Records for the exercise:
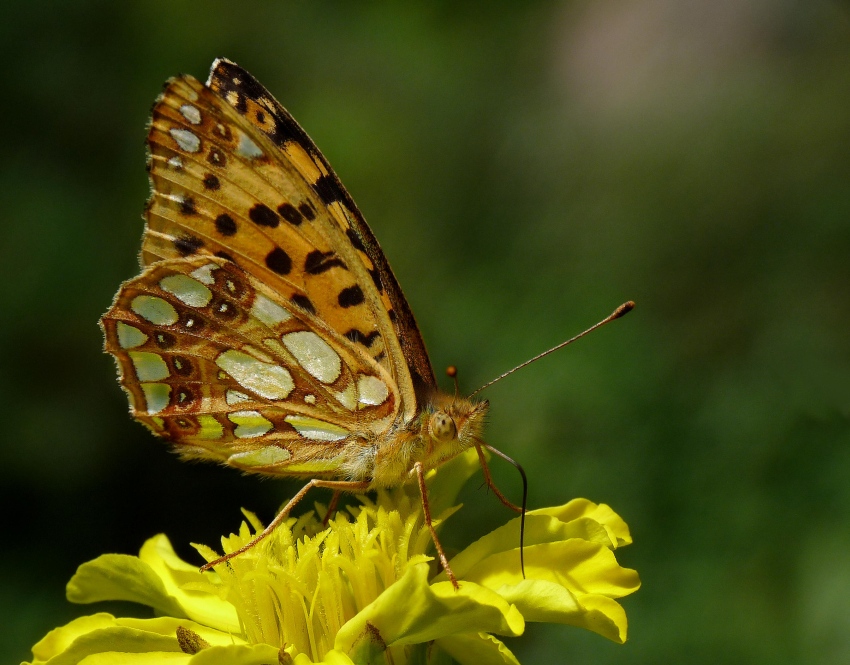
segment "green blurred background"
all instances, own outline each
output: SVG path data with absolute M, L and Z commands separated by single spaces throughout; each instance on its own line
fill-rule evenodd
M 625 646 L 530 625 L 523 663 L 850 662 L 846 3 L 18 0 L 0 36 L 3 662 L 92 611 L 80 563 L 160 531 L 196 560 L 294 490 L 178 463 L 95 325 L 151 103 L 216 56 L 324 151 L 466 391 L 637 301 L 488 391 L 531 506 L 610 504 L 643 580 Z M 464 501 L 451 545 L 510 517 Z

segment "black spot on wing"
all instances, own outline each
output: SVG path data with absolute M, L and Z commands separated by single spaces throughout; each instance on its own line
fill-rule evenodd
M 372 278 L 372 281 L 375 282 L 375 288 L 378 289 L 378 293 L 381 293 L 384 290 L 384 285 L 381 283 L 381 275 L 377 270 L 370 270 L 369 276 Z
M 257 203 L 251 208 L 248 211 L 248 218 L 257 226 L 268 226 L 272 229 L 277 228 L 277 225 L 280 224 L 280 217 L 265 203 Z
M 204 246 L 204 241 L 188 233 L 171 240 L 174 249 L 180 256 L 191 256 Z
M 362 344 L 363 346 L 372 346 L 372 342 L 374 342 L 375 339 L 378 337 L 378 331 L 373 330 L 368 335 L 365 335 L 359 330 L 357 330 L 357 328 L 352 328 L 347 333 L 345 333 L 345 336 L 355 344 Z
M 195 371 L 194 364 L 186 356 L 171 356 L 171 366 L 180 376 L 192 376 Z
M 278 214 L 293 226 L 298 226 L 304 221 L 304 215 L 291 203 L 281 203 L 277 207 Z
M 171 333 L 167 333 L 163 330 L 158 330 L 156 332 L 153 336 L 153 341 L 160 349 L 170 349 L 177 344 L 177 338 Z
M 307 255 L 307 260 L 304 261 L 304 270 L 310 275 L 321 275 L 337 266 L 345 268 L 342 259 L 333 252 L 323 252 L 319 249 L 310 252 Z
M 340 307 L 354 307 L 355 305 L 362 303 L 363 300 L 365 300 L 363 296 L 363 289 L 361 289 L 357 284 L 343 289 L 339 292 L 339 296 L 337 296 L 337 301 L 339 302 Z
M 188 409 L 194 401 L 195 395 L 187 386 L 177 386 L 171 393 L 172 406 Z
M 306 217 L 311 222 L 316 219 L 316 211 L 309 202 L 305 201 L 300 206 L 298 206 L 298 212 L 300 212 L 304 217 Z
M 207 161 L 213 166 L 227 166 L 227 157 L 218 148 L 210 148 L 210 151 L 207 153 Z
M 290 300 L 296 305 L 298 305 L 301 309 L 310 312 L 310 314 L 316 313 L 316 308 L 313 306 L 313 303 L 307 296 L 303 296 L 300 293 L 296 293 L 290 298 Z
M 184 196 L 180 199 L 180 214 L 181 215 L 196 215 L 198 209 L 195 206 L 195 199 L 191 196 Z
M 215 76 L 223 92 L 233 90 L 245 93 L 254 100 L 267 94 L 260 82 L 235 62 L 219 60 L 215 68 Z
M 223 236 L 232 236 L 236 234 L 236 222 L 233 217 L 226 212 L 221 213 L 215 218 L 215 230 Z
M 288 275 L 292 270 L 292 259 L 280 247 L 266 255 L 266 265 L 278 275 Z
M 345 235 L 348 236 L 348 240 L 354 246 L 354 249 L 359 249 L 364 254 L 366 253 L 366 246 L 363 244 L 363 241 L 360 239 L 360 236 L 357 235 L 357 232 L 354 229 L 349 227 L 345 231 Z

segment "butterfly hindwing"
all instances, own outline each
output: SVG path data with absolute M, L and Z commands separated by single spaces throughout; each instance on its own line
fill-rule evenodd
M 134 416 L 187 457 L 333 475 L 396 411 L 379 364 L 230 261 L 157 262 L 102 325 Z

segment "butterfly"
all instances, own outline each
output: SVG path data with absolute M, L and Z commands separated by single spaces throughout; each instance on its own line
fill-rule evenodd
M 148 128 L 140 263 L 101 319 L 132 415 L 184 458 L 364 492 L 475 447 L 488 403 L 441 392 L 363 215 L 247 71 L 170 79 Z M 495 489 L 495 487 L 494 487 Z M 496 490 L 497 496 L 516 510 Z M 211 562 L 212 567 L 244 549 Z

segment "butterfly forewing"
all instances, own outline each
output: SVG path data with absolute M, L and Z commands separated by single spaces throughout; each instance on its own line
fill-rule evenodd
M 251 74 L 222 58 L 213 63 L 207 85 L 270 139 L 278 148 L 276 154 L 294 167 L 319 196 L 329 213 L 327 221 L 344 232 L 344 239 L 336 235 L 336 246 L 344 248 L 347 256 L 356 257 L 361 264 L 358 267 L 368 272 L 375 289 L 368 284 L 362 270 L 361 286 L 367 298 L 380 296 L 383 311 L 379 314 L 386 313 L 392 323 L 392 331 L 385 333 L 388 353 L 402 356 L 394 358 L 393 364 L 406 368 L 398 372 L 398 378 L 406 401 L 406 416 L 411 418 L 417 411 L 417 402 L 436 391 L 434 372 L 410 306 L 354 200 L 307 133 Z M 386 322 L 383 325 L 387 327 Z M 409 395 L 410 386 L 416 398 Z
M 300 146 L 276 145 L 239 106 L 188 76 L 166 86 L 149 133 L 153 192 L 142 262 L 203 254 L 236 262 L 382 364 L 409 418 L 417 400 L 402 346 L 419 348 L 421 338 L 415 327 L 412 346 L 397 337 L 396 310 L 409 310 L 382 293 L 384 282 L 395 284 L 386 261 L 376 269 L 359 236 L 343 230 L 339 205 L 308 181 L 322 162 Z
M 157 262 L 103 327 L 134 416 L 187 457 L 333 475 L 396 411 L 380 364 L 230 261 Z

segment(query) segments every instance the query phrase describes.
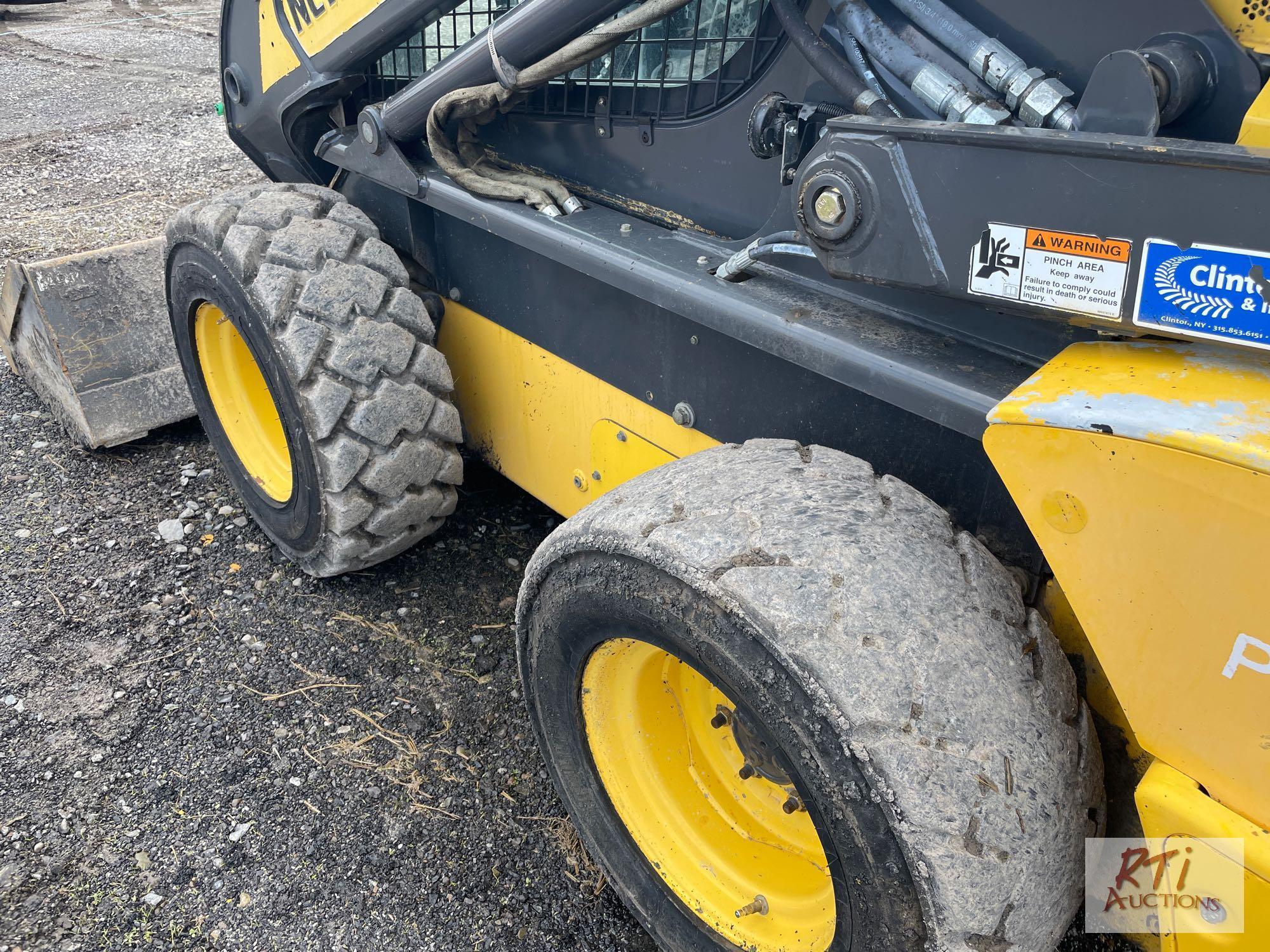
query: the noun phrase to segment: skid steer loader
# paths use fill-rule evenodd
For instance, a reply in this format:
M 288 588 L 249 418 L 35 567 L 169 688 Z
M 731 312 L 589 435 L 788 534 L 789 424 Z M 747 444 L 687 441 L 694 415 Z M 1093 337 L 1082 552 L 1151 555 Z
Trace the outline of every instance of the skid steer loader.
M 1265 0 L 225 0 L 272 184 L 171 220 L 175 355 L 315 575 L 461 442 L 570 517 L 525 694 L 663 948 L 1052 949 L 1110 834 L 1208 871 L 1123 864 L 1137 941 L 1270 948 L 1267 53 Z

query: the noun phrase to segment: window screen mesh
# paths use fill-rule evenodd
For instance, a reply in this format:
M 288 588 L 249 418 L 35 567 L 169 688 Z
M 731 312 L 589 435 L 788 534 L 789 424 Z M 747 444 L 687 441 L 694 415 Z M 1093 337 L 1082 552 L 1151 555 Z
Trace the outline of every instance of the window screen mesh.
M 376 63 L 371 95 L 382 99 L 401 89 L 517 1 L 466 0 L 417 32 Z M 692 0 L 612 52 L 535 90 L 521 110 L 593 116 L 603 100 L 615 117 L 691 119 L 743 91 L 780 38 L 767 0 Z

Exercise description: Gather each line of the data above that contains the string "butterfly". Match case.

The response:
segment "butterfly hindwing"
segment "butterfly"
segment "butterfly forewing"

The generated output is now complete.